§ Selected extract:
'''

# My Combo



## dixielogs (Dec 14, 2008)

the turquoise snakeskin pleather came yesterday and I cannot believe how gorgeous it is. the pictures do not do it justice. I paired it with the 3acp skin #92 and I have #45 as a backup that looks equally good.


----------



## Betsy the Quilter (Oct 27, 2008)

That's beautiful!

So you're going to do the K2 Kover Konversion?

Betsy


----------



## cincinnatideb (Mar 7, 2009)

Love that!  I hope you'll show us the finished project.  

I worked on one last night.  Find yourself some clips/clamps.  They're handy for applying the pressure while the glue is drying.  I had glue all over my fingertips and I was running around trying to gather up potato chip clips.  LOL!  Organization is not my strong point and I have ZERO crafting skills.


----------



## MarthaT (Mar 3, 2009)

Simply Gorgeous


----------



## Kind (Jan 28, 2009)

I like the shade of the Turquoise color.


----------



## pomlover2586 (Feb 14, 2009)

OOO Very pretty color!


----------



## Ruby296 (Nov 1, 2008)

What a beautiful color!  Hope you'll post pics of your finished product


----------



## Kathy (Nov 5, 2008)

Really pretty. Good job.


----------



## Christina (Feb 4, 2009)

I love that snakeskin, where did you find it? It looks beautiful with the skin you chose, I can't wait to see how the cover turns out!


----------



## DD (Nov 9, 2008)

Stunning combination of colors!


----------



## LunarEarthMama (Mar 19, 2009)

I told you this before, but you have really great taste! The combo is so very lovely. Beautiful colors.


----------



## Linda Cannon-Mott (Oct 28, 2008)

Love the color combintain, please post when your cover is complete.


----------



## JeanThree (Feb 22, 2009)

What a beautiful combination. I have a question for you--do you know if they make that skin for K-1-- and would it look good with a wine oberon cover?  See my celtic hounds on page 19 of "Post your oberon to see which one is prettiest" . I need a skin that looks god with wine, and they seem in short supply. Thanks !!!


----------



## dixielogs (Dec 14, 2008)

JeanThree said:


> What a beautiful combination. I have a question for you--do you know if they make that skin for K-1-- and would it look good with a wine oberon cover? See my celtic hounds on page 19 of "Post your oberon to see which one is prettiest" . I need a skin that looks god with wine, and they seem in short supply. Thanks !!!

'''

§ Extracted data:
'''

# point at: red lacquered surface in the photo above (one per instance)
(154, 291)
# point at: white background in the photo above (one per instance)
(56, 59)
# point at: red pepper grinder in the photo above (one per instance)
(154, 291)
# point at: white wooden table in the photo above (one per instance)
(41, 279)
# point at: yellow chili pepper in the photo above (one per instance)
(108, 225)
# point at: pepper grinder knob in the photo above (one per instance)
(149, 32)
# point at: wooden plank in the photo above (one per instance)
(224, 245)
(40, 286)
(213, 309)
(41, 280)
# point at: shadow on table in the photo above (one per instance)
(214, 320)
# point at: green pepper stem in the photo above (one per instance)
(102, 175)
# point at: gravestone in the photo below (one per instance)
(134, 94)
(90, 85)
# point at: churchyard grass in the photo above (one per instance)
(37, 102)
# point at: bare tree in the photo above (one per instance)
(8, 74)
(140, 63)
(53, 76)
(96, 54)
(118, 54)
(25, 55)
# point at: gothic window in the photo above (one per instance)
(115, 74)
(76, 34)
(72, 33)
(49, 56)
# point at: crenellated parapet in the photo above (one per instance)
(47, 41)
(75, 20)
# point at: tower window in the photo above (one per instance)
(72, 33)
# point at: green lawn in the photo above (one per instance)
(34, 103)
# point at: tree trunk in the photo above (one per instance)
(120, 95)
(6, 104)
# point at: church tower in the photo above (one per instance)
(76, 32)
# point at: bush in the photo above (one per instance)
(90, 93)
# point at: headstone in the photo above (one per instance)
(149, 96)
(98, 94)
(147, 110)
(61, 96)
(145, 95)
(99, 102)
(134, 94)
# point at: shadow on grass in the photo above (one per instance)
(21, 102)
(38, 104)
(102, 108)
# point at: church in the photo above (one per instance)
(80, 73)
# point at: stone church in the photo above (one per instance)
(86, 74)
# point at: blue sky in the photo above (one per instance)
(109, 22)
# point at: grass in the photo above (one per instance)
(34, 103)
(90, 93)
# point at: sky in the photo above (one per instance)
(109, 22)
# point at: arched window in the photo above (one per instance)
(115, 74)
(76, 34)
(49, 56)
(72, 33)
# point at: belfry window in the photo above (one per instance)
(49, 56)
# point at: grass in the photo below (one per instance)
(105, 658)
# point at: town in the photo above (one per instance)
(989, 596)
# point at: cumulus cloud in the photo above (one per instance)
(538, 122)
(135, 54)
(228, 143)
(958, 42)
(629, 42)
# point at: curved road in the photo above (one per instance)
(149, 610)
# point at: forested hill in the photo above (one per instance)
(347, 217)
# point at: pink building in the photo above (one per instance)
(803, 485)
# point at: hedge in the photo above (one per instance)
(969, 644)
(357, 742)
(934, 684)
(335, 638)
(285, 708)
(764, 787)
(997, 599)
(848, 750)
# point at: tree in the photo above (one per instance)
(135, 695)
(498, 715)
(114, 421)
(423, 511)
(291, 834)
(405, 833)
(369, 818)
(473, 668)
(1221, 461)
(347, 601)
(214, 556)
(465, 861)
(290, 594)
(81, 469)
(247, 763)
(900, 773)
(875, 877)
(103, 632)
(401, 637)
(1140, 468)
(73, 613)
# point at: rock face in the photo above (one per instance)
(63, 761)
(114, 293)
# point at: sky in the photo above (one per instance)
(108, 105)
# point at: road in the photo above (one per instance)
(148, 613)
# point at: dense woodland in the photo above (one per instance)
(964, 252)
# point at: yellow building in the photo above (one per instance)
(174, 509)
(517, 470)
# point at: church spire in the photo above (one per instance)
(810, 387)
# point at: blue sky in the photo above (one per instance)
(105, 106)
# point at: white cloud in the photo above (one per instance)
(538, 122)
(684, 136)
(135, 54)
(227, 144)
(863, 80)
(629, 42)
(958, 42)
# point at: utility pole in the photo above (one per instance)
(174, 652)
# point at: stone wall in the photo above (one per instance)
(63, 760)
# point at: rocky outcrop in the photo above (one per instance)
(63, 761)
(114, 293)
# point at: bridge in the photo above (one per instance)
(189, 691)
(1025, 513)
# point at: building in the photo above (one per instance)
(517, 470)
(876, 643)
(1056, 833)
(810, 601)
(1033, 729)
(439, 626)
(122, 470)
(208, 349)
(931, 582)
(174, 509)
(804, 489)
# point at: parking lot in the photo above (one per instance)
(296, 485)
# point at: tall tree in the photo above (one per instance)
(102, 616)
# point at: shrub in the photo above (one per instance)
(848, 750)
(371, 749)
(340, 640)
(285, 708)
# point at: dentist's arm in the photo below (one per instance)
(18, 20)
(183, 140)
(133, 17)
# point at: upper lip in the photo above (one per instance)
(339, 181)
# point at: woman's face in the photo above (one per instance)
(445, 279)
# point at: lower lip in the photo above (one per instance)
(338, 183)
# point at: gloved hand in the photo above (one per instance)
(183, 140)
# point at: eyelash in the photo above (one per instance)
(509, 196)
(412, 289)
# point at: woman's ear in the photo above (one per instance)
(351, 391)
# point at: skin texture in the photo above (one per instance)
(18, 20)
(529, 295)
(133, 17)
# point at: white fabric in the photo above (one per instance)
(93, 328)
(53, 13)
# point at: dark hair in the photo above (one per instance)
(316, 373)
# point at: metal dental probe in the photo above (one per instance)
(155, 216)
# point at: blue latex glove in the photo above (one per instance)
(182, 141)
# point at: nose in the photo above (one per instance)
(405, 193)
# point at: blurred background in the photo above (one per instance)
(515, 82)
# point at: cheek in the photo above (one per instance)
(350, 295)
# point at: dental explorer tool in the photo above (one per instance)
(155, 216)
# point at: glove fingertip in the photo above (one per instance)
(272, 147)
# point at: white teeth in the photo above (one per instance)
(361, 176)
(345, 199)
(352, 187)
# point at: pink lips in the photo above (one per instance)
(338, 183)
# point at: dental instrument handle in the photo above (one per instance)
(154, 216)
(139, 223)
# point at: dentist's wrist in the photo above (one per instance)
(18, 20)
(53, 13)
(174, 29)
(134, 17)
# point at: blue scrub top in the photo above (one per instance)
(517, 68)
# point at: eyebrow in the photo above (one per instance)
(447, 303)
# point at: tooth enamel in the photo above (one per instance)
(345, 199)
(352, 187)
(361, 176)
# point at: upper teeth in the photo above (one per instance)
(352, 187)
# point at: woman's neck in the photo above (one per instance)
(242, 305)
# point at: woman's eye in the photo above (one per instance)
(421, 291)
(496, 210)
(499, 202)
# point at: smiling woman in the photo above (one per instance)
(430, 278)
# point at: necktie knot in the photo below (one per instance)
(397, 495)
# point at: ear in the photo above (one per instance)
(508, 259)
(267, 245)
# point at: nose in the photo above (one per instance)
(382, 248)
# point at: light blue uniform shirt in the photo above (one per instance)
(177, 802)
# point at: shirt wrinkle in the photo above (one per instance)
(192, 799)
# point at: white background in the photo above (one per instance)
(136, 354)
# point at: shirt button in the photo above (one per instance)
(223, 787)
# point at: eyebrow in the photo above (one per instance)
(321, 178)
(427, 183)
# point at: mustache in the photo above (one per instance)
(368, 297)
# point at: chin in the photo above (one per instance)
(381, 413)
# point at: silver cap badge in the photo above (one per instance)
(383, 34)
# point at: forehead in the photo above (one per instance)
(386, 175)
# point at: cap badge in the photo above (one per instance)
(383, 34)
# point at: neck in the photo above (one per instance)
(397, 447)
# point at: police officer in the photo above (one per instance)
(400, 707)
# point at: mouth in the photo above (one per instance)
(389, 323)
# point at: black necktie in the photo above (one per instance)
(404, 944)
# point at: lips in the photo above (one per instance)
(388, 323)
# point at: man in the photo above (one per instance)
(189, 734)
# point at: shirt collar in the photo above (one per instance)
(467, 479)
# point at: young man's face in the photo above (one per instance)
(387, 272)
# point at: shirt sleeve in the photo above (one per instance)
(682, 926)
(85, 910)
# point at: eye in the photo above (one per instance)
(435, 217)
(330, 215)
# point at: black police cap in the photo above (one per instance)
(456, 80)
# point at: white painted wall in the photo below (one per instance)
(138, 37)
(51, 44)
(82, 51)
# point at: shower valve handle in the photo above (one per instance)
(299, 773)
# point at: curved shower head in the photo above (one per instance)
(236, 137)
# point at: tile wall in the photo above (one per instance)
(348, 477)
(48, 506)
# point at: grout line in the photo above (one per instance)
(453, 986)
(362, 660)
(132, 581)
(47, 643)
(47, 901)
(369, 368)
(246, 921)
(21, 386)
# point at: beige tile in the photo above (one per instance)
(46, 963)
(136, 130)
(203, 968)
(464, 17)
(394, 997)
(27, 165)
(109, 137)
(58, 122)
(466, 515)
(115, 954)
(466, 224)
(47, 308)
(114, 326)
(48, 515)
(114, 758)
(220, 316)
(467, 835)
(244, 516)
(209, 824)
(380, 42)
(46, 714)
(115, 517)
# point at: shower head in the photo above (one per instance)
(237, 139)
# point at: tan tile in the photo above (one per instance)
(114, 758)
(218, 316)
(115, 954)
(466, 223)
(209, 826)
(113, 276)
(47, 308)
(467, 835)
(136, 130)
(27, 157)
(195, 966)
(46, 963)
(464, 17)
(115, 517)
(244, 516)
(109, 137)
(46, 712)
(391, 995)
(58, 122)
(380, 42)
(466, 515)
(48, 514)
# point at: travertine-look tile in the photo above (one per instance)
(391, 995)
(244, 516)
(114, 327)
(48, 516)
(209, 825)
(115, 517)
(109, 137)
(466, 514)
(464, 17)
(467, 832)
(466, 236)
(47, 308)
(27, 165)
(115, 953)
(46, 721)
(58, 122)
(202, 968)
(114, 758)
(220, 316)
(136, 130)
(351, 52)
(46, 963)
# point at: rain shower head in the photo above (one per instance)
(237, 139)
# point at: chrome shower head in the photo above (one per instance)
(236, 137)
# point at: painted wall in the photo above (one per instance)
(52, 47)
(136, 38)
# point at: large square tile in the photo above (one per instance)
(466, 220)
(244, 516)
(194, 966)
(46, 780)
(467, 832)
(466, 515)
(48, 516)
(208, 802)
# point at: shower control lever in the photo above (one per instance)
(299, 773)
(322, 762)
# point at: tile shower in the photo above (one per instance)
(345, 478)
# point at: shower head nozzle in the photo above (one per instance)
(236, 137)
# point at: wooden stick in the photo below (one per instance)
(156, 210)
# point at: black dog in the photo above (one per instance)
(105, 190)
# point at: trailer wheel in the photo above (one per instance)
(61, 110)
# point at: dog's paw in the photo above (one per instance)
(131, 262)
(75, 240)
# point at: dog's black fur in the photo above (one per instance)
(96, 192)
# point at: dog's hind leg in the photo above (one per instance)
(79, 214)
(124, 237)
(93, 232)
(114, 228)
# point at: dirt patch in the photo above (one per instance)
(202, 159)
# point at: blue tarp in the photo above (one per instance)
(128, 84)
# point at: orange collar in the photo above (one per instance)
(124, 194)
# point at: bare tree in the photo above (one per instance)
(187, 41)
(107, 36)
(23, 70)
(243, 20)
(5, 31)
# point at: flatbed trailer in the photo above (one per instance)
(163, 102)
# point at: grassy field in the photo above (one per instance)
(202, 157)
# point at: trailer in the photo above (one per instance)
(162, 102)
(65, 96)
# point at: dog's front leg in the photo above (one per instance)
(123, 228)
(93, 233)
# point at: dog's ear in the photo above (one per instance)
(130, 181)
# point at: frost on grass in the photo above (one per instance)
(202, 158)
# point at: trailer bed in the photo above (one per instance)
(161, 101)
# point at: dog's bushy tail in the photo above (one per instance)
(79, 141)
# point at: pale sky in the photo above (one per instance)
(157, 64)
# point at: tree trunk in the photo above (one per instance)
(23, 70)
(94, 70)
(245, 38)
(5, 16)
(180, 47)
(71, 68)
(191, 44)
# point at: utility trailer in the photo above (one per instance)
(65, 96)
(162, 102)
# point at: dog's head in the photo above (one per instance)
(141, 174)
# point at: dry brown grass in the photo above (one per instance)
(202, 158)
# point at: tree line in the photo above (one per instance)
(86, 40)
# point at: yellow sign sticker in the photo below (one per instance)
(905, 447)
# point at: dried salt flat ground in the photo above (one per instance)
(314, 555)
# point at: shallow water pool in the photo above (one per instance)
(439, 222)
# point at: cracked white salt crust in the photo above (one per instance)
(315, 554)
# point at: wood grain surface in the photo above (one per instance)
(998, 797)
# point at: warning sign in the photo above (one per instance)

'''

§ Written task:
Rewrite the thread from "Stunning combination of" up to and including "lovely. Beautiful colors.", replacing "lovely" with "charming". The rows have no connection to the thread.

§ Full solution:
Stunning combination of colors!


----------



## LunarEarthMama (Mar 19, 2009)

I told you this before, but you have really great taste! The combo is so very charming. Beautiful colors.